Here is a listing. Reproduce it exactly.

# Records for this task:

......

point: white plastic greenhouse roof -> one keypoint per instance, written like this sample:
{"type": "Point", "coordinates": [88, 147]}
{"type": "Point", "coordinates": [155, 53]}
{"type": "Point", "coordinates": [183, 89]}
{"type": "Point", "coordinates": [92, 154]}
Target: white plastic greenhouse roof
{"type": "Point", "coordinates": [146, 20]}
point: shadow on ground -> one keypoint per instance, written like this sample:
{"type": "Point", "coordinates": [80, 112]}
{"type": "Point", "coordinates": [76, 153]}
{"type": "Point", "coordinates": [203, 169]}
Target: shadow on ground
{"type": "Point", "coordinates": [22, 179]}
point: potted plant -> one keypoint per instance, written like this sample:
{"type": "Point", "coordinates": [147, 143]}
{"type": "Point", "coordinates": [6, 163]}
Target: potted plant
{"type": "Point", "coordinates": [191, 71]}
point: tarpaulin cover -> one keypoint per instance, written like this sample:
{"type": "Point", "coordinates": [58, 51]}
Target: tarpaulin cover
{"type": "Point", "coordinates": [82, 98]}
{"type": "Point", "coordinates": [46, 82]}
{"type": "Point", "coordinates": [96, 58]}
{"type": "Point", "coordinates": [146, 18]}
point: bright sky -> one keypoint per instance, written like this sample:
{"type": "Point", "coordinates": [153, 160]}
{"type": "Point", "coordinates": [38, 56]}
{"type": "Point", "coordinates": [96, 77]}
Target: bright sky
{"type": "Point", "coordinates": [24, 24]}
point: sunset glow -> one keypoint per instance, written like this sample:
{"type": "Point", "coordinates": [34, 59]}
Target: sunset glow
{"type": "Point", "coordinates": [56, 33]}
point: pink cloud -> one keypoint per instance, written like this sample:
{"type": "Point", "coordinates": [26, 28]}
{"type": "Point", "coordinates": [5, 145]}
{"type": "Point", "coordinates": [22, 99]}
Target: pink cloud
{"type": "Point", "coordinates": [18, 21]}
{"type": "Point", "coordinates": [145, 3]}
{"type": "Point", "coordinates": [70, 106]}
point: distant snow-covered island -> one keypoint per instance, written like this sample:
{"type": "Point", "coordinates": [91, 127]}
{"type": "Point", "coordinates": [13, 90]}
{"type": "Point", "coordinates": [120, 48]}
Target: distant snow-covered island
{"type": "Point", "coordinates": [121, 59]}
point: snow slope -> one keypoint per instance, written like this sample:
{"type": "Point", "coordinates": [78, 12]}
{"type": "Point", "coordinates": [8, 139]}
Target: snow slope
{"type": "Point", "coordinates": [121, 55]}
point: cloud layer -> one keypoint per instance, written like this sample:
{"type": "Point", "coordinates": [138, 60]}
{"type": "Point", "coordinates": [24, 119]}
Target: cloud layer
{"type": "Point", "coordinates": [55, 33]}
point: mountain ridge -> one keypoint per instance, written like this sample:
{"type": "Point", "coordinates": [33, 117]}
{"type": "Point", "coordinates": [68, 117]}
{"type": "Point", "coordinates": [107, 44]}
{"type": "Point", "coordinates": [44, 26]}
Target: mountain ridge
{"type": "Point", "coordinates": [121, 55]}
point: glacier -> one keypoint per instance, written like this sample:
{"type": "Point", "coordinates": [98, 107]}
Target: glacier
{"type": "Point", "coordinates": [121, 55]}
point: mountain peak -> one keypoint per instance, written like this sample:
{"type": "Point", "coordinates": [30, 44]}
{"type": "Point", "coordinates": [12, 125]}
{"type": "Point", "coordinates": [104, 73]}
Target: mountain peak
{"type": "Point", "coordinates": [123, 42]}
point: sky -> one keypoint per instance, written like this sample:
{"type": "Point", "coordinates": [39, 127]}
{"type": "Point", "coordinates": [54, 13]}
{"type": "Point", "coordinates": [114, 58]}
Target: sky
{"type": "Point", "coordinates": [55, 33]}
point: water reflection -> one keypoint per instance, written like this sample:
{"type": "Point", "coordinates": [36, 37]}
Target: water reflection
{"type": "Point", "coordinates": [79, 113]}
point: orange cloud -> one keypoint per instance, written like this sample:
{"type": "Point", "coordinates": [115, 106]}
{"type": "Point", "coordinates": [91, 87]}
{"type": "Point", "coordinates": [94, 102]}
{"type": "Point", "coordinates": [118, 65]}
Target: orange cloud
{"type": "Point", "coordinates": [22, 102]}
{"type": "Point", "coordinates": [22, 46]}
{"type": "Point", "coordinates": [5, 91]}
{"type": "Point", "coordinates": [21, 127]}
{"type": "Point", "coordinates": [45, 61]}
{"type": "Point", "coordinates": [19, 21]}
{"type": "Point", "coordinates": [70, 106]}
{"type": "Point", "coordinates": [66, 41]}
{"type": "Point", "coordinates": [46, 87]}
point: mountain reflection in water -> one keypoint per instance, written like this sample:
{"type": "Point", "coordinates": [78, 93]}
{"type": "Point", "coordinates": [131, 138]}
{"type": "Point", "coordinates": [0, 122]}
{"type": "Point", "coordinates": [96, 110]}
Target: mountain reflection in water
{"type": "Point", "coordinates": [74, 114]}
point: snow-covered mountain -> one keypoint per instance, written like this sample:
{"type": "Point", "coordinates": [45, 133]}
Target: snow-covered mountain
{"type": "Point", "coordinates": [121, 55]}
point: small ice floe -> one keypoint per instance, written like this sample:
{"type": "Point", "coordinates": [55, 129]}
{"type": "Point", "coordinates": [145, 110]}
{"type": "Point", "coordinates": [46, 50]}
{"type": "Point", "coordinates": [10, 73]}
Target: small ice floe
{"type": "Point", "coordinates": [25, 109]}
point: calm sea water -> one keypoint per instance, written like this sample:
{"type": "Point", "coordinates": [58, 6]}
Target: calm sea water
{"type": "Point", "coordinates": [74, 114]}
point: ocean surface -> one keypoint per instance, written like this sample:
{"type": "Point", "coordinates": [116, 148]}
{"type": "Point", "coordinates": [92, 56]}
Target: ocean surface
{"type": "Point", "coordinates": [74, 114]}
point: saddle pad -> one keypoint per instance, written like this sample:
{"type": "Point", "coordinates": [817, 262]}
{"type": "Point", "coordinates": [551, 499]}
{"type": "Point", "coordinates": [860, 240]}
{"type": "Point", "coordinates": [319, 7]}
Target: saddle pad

......

# Completed task:
point: white plastic greenhouse roof -> one keypoint per instance, written like this sample:
{"type": "Point", "coordinates": [88, 147]}
{"type": "Point", "coordinates": [155, 53]}
{"type": "Point", "coordinates": [183, 89]}
{"type": "Point", "coordinates": [92, 154]}
Target: white plastic greenhouse roof
{"type": "Point", "coordinates": [146, 20]}
point: shadow on ground -> one keypoint per instance, written like this sample:
{"type": "Point", "coordinates": [80, 112]}
{"type": "Point", "coordinates": [76, 153]}
{"type": "Point", "coordinates": [203, 169]}
Target: shadow on ground
{"type": "Point", "coordinates": [22, 179]}
point: potted plant -> one keypoint per instance, written like this sample:
{"type": "Point", "coordinates": [147, 143]}
{"type": "Point", "coordinates": [6, 163]}
Target: potted plant
{"type": "Point", "coordinates": [191, 71]}
point: tarpaulin cover -> one keypoint per instance, written like this sample:
{"type": "Point", "coordinates": [58, 51]}
Target: tarpaulin cover
{"type": "Point", "coordinates": [82, 98]}
{"type": "Point", "coordinates": [46, 82]}
{"type": "Point", "coordinates": [96, 58]}
{"type": "Point", "coordinates": [146, 18]}
point: bright sky -> one keypoint per instance, written like this sample:
{"type": "Point", "coordinates": [153, 160]}
{"type": "Point", "coordinates": [38, 56]}
{"type": "Point", "coordinates": [96, 77]}
Target: bright sky
{"type": "Point", "coordinates": [24, 24]}
point: sunset glow -> one keypoint per instance, written like this sample:
{"type": "Point", "coordinates": [34, 59]}
Target: sunset glow
{"type": "Point", "coordinates": [56, 33]}
point: pink cloud -> one keypoint per instance, written like this sample:
{"type": "Point", "coordinates": [26, 28]}
{"type": "Point", "coordinates": [5, 145]}
{"type": "Point", "coordinates": [22, 99]}
Target: pink cloud
{"type": "Point", "coordinates": [18, 21]}
{"type": "Point", "coordinates": [145, 3]}
{"type": "Point", "coordinates": [70, 106]}
point: distant snow-covered island -> one keypoint per instance, written like this sample:
{"type": "Point", "coordinates": [91, 127]}
{"type": "Point", "coordinates": [13, 90]}
{"type": "Point", "coordinates": [120, 48]}
Target: distant snow-covered island
{"type": "Point", "coordinates": [121, 59]}
point: snow slope -> one keypoint per instance, written like this sample:
{"type": "Point", "coordinates": [78, 12]}
{"type": "Point", "coordinates": [8, 139]}
Target: snow slope
{"type": "Point", "coordinates": [121, 55]}
point: cloud layer -> one keypoint per instance, written like this sample:
{"type": "Point", "coordinates": [138, 60]}
{"type": "Point", "coordinates": [24, 119]}
Target: cloud layer
{"type": "Point", "coordinates": [55, 33]}
point: mountain ridge -> one keypoint per instance, written like this sample:
{"type": "Point", "coordinates": [33, 117]}
{"type": "Point", "coordinates": [68, 117]}
{"type": "Point", "coordinates": [107, 44]}
{"type": "Point", "coordinates": [44, 26]}
Target: mountain ridge
{"type": "Point", "coordinates": [121, 55]}
point: glacier -> one keypoint per instance, written like this sample:
{"type": "Point", "coordinates": [98, 107]}
Target: glacier
{"type": "Point", "coordinates": [121, 55]}
point: mountain peak -> one keypoint per instance, written like this sample:
{"type": "Point", "coordinates": [30, 44]}
{"type": "Point", "coordinates": [12, 125]}
{"type": "Point", "coordinates": [104, 73]}
Target: mountain peak
{"type": "Point", "coordinates": [123, 42]}
point: sky -> one keypoint per instance, written like this sample:
{"type": "Point", "coordinates": [39, 127]}
{"type": "Point", "coordinates": [54, 13]}
{"type": "Point", "coordinates": [114, 58]}
Target: sky
{"type": "Point", "coordinates": [55, 33]}
point: water reflection -> one keypoint per instance, written like this sample:
{"type": "Point", "coordinates": [36, 37]}
Target: water reflection
{"type": "Point", "coordinates": [79, 113]}
point: orange cloud -> one keypoint per instance, written like this sample:
{"type": "Point", "coordinates": [115, 106]}
{"type": "Point", "coordinates": [91, 87]}
{"type": "Point", "coordinates": [94, 102]}
{"type": "Point", "coordinates": [118, 65]}
Target: orange cloud
{"type": "Point", "coordinates": [22, 102]}
{"type": "Point", "coordinates": [22, 46]}
{"type": "Point", "coordinates": [5, 91]}
{"type": "Point", "coordinates": [21, 127]}
{"type": "Point", "coordinates": [45, 61]}
{"type": "Point", "coordinates": [19, 21]}
{"type": "Point", "coordinates": [70, 106]}
{"type": "Point", "coordinates": [66, 41]}
{"type": "Point", "coordinates": [46, 87]}
point: mountain reflection in water -> one keypoint per instance, written like this sample:
{"type": "Point", "coordinates": [78, 93]}
{"type": "Point", "coordinates": [131, 138]}
{"type": "Point", "coordinates": [0, 122]}
{"type": "Point", "coordinates": [96, 110]}
Target: mountain reflection in water
{"type": "Point", "coordinates": [74, 114]}
point: snow-covered mountain -> one keypoint per instance, written like this sample:
{"type": "Point", "coordinates": [45, 133]}
Target: snow-covered mountain
{"type": "Point", "coordinates": [121, 55]}
point: small ice floe -> one keypoint per instance, written like this sample:
{"type": "Point", "coordinates": [55, 129]}
{"type": "Point", "coordinates": [145, 110]}
{"type": "Point", "coordinates": [46, 50]}
{"type": "Point", "coordinates": [10, 73]}
Target: small ice floe
{"type": "Point", "coordinates": [25, 109]}
point: calm sea water -> one keypoint per instance, written like this sample:
{"type": "Point", "coordinates": [58, 6]}
Target: calm sea water
{"type": "Point", "coordinates": [74, 114]}
point: ocean surface -> one keypoint per instance, written like this sample:
{"type": "Point", "coordinates": [116, 148]}
{"type": "Point", "coordinates": [92, 56]}
Target: ocean surface
{"type": "Point", "coordinates": [74, 114]}
point: saddle pad -> one keypoint per instance, written like this sample:
{"type": "Point", "coordinates": [817, 262]}
{"type": "Point", "coordinates": [551, 499]}
{"type": "Point", "coordinates": [860, 240]}
{"type": "Point", "coordinates": [319, 7]}
Target: saddle pad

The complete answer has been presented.